§ Article:
□ □ □ □ □

In our gospel this Sunday the Pharisees set a trap for Jesus using the law about divorce. Their question of divorce presumes that women are mere things, possessions that a father hands over to a man, a husband for his use and purposes. The Pharisees see women as property, possessions of the husband. Infidelity on the part of the woman is a violation of the property rights of the husband by the wife. Infidelity on the part of the husband is not thought of in that way but only as a violation of the property rights of the woman’s husband. This story points out that the Pharisees do not think of women as persons, a being with her own dignity and worthy and rights. The point of Jesus’ teaching is that woman is equal to man and is worthy of dignity and respect.

Most of us more senior persons recall from American history when women got the right to vote. What a fight that was. What terrible things came out of the mouths of men in their efforts to justify their conviction that women are less than men! Women had been considered too hysterical to make judgments about candidates or to understand issues facing society. Many of us recall and some know how women have been viewed by males including churchmen. When Rosy the Riveter stepped up and worked in factories during the Big War, we were amazed a woman could weld, shape, and form aircraft, tanks, and firearms. Most were amazed to witness women ferrying B 24’s over the Atlantic. Minds were completely shaken when it became known that women had the intellectual skills and discipline to engineer necessary components for a war-machine.

□ □ □ □ □

Region outline entries:
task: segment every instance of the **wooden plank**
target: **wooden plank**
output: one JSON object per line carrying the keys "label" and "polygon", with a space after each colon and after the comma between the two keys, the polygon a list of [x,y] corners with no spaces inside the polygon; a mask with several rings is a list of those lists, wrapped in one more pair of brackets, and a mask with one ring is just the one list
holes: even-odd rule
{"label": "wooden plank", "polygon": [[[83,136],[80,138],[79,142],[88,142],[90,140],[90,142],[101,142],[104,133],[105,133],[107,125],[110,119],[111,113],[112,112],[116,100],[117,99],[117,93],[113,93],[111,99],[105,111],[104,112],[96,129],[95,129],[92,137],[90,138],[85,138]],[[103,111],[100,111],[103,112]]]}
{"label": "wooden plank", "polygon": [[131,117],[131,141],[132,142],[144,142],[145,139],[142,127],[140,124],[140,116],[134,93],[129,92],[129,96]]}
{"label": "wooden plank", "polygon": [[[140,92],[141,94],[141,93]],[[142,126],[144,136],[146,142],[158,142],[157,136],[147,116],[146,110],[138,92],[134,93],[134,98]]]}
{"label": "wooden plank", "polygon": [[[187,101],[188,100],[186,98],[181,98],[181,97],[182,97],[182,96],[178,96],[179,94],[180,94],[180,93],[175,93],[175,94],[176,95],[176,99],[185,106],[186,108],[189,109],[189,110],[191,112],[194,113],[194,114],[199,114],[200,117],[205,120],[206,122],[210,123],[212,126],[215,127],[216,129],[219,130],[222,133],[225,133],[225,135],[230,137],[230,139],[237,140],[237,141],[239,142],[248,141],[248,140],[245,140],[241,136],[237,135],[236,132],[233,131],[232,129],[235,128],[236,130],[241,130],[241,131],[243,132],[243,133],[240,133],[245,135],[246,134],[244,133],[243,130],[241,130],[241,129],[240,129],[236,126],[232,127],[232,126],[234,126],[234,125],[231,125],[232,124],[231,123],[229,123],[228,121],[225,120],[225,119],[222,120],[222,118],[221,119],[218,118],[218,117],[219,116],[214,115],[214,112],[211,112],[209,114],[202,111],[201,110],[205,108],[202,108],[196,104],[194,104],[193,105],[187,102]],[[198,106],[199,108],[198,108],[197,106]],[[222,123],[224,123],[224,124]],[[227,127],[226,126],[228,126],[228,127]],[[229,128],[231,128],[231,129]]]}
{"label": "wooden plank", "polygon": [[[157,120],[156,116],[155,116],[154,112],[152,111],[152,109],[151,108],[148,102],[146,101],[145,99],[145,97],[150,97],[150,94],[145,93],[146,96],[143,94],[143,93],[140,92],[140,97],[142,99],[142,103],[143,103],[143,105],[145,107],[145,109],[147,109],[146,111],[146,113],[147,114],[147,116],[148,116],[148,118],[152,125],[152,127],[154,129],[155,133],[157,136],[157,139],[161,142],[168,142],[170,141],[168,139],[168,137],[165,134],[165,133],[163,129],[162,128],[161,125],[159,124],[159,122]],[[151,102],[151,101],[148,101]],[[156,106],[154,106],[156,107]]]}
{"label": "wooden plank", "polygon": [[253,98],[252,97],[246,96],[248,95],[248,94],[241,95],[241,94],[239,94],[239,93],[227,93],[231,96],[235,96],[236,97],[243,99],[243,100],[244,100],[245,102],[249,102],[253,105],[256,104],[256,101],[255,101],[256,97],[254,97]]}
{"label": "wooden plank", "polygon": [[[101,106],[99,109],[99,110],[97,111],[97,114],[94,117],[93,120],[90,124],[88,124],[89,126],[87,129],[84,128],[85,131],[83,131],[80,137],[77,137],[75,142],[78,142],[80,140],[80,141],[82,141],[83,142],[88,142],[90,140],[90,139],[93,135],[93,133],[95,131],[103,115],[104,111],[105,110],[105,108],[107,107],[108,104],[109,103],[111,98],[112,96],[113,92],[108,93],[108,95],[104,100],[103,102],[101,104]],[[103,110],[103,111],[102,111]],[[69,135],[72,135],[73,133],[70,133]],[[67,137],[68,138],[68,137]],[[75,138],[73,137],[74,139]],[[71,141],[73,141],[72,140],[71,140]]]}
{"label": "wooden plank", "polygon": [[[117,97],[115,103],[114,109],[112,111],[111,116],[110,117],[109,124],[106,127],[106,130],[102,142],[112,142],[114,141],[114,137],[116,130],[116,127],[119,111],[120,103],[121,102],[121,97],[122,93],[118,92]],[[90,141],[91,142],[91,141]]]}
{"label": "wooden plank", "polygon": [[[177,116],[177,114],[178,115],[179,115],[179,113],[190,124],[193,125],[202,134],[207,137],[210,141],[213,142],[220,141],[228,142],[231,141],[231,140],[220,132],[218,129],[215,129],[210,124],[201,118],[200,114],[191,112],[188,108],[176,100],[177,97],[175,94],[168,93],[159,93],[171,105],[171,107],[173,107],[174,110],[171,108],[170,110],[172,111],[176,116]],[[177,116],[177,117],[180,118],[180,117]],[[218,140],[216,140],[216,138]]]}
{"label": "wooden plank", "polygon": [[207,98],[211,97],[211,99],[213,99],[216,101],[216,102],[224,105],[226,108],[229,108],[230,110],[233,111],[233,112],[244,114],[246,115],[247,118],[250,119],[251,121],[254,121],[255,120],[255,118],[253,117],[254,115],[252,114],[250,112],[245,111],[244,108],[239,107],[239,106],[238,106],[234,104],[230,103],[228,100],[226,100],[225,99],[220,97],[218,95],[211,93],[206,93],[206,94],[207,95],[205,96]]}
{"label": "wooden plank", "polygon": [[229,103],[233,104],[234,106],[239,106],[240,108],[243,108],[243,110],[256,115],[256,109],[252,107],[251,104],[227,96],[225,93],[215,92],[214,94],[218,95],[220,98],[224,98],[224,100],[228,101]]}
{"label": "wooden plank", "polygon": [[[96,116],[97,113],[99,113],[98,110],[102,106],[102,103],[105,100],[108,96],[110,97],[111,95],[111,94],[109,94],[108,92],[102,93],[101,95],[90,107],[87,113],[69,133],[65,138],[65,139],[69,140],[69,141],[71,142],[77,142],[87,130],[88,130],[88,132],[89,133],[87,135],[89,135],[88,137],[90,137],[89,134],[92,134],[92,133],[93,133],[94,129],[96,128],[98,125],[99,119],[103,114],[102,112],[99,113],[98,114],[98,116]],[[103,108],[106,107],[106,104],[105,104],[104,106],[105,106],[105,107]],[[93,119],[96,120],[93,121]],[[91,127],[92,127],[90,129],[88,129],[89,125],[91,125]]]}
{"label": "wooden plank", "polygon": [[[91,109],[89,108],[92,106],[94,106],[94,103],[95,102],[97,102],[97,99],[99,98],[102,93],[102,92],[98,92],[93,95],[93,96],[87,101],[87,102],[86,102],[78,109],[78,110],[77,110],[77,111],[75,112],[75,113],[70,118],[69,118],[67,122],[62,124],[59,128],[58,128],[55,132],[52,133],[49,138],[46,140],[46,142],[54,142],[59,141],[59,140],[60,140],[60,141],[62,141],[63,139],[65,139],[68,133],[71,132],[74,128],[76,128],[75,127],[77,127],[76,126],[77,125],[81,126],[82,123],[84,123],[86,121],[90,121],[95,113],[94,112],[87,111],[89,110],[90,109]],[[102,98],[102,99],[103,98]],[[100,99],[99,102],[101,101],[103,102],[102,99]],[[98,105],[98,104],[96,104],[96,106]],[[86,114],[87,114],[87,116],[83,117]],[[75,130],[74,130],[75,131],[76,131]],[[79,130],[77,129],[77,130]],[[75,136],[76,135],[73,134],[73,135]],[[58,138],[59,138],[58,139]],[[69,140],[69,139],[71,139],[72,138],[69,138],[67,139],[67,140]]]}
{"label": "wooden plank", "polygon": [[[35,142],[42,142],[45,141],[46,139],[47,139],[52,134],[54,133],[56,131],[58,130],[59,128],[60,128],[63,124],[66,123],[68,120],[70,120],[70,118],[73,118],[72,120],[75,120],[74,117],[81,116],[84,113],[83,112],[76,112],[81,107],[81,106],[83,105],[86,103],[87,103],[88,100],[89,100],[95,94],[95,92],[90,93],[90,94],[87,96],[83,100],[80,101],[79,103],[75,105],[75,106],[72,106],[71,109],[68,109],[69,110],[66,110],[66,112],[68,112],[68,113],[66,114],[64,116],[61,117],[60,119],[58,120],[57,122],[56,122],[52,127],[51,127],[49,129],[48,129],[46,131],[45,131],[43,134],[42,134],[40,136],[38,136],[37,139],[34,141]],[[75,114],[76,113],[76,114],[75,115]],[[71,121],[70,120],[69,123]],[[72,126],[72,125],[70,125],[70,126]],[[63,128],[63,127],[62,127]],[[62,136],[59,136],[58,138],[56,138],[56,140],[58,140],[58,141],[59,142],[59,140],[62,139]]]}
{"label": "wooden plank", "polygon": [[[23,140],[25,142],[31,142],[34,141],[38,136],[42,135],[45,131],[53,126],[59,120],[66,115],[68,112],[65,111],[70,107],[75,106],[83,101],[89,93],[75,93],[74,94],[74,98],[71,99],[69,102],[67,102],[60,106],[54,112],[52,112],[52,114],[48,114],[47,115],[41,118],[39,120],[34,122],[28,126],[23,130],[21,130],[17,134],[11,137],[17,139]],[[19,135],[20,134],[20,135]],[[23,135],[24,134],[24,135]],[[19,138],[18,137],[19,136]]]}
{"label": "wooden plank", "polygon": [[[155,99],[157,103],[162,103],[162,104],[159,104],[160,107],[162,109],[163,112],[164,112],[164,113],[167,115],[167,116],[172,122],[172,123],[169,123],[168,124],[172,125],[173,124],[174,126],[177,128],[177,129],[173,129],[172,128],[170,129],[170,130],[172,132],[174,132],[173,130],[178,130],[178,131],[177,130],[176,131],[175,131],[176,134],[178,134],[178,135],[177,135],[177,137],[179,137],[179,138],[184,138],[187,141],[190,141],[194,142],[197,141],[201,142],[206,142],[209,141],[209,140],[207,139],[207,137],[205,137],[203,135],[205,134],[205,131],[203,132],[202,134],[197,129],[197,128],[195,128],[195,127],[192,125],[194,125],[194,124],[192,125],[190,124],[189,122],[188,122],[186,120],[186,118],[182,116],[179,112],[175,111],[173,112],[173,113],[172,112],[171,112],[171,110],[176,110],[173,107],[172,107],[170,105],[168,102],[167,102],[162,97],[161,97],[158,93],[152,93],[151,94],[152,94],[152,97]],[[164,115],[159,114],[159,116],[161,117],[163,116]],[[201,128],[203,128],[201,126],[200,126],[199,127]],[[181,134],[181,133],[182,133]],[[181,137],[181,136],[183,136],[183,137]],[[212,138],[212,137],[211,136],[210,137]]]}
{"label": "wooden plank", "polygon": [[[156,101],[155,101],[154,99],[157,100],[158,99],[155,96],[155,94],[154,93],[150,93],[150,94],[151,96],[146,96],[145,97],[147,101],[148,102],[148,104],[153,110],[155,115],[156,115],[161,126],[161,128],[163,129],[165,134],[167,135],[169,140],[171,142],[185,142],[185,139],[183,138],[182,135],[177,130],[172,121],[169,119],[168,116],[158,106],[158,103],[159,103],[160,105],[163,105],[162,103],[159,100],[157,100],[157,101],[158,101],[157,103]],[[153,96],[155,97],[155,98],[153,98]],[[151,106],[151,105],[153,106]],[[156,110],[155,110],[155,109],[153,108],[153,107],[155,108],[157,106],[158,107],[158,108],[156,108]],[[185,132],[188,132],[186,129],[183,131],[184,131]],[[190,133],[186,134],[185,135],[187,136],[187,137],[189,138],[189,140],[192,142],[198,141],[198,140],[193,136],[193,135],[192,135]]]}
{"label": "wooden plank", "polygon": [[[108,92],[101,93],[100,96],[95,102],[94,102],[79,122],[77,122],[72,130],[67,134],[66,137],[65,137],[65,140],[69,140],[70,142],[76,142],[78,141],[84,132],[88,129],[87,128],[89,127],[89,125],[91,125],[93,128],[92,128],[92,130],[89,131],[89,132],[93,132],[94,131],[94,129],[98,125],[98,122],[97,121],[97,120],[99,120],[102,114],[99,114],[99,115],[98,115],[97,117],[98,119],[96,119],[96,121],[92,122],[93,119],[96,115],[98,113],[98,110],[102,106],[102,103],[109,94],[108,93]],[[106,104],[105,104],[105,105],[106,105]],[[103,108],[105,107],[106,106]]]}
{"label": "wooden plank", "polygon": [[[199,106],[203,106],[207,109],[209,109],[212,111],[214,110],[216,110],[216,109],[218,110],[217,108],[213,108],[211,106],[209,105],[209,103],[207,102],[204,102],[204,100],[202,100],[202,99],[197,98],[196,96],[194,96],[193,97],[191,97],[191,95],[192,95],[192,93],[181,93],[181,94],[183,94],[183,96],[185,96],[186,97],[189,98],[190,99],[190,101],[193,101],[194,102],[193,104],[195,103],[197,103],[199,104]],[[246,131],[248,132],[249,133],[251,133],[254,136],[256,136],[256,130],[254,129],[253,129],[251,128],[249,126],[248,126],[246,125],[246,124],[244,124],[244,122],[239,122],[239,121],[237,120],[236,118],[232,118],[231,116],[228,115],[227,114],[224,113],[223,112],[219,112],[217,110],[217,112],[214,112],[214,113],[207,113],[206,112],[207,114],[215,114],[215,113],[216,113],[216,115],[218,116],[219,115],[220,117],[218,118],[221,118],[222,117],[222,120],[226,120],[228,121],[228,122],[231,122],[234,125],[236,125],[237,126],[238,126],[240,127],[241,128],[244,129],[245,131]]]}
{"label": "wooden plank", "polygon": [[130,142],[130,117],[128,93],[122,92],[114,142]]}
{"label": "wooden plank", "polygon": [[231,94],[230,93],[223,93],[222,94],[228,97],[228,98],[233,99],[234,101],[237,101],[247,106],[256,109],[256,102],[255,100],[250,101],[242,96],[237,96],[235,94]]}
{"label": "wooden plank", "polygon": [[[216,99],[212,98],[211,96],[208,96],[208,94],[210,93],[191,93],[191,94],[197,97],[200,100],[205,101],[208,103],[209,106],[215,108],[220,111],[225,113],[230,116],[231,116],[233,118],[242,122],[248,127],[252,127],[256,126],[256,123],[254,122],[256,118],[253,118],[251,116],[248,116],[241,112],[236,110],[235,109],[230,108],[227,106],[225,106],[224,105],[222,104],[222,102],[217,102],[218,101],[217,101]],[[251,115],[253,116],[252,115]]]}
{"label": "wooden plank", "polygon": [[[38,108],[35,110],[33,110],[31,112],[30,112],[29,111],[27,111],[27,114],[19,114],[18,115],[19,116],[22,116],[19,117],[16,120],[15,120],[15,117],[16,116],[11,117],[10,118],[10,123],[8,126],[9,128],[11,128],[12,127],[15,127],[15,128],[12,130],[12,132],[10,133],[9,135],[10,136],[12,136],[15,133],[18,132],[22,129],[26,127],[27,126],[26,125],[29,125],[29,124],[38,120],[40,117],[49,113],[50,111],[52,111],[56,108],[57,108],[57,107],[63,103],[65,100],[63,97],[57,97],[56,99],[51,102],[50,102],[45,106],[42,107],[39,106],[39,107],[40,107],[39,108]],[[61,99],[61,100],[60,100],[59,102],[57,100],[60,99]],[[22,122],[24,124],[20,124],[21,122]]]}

□ □ □ □ □

§ Exercise A: Copy the homily on the Pharisees' question about divorce in full, word for word.
§ Exercise B: Render the listing, from its first line through the line containing "holes: even-odd rule", as a numbered list, leaving out any blank lines.
The homily and the listing have no connection to each other.

§ Complete output A:
In our gospel this Sunday the Pharisees set a trap for Jesus using the law about divorce. Their question of divorce presumes that women are mere things, possessions that a father hands over to a man, a husband for his use and purposes. The Pharisees see women as property, possessions of the husband. Infidelity on the part of the woman is a violation of the property rights of the husband by the wife. Infidelity on the part of the husband is not thought of in that way but only as a violation of the property rights of the woman’s husband. This story points out that the Pharisees do not think of women as persons, a being with her own dignity and worthy and rights. The point of Jesus’ teaching is that woman is equal to man and is worthy of dignity and respect.

Most of us more senior persons recall from American history when women got the right to vote. What a fight that was. What terrible things came out of the mouths of men in their efforts to justify their conviction that women are less than men! Women had been considered too hysterical to make judgments about candidates or to understand issues facing society. Many of us recall and some know how women have been viewed by males including churchmen. When Rosy the Riveter stepped up and worked in factories during the Big War, we were amazed a woman could weld, shape, and form aircraft, tanks, and firearms. Most were amazed to witness women ferrying B 24’s over the Atlantic. Minds were completely shaken when it became known that women had the intellectual skills and discipline to engineer necessary components for a war-machine.

§ Complete output B:
1. task: segment every instance of the **wooden plank**
2. target: **wooden plank**
3. output: one JSON object per line carrying the keys "label" and "polygon", with a space after each colon and after the comma between the two keys, the polygon a list of [x,y] corners with no spaces inside the polygon; a mask with several rings is a list of those lists, wrapped in one more pair of brackets, and a mask with one ring is just the one list
4. holes: even-odd rule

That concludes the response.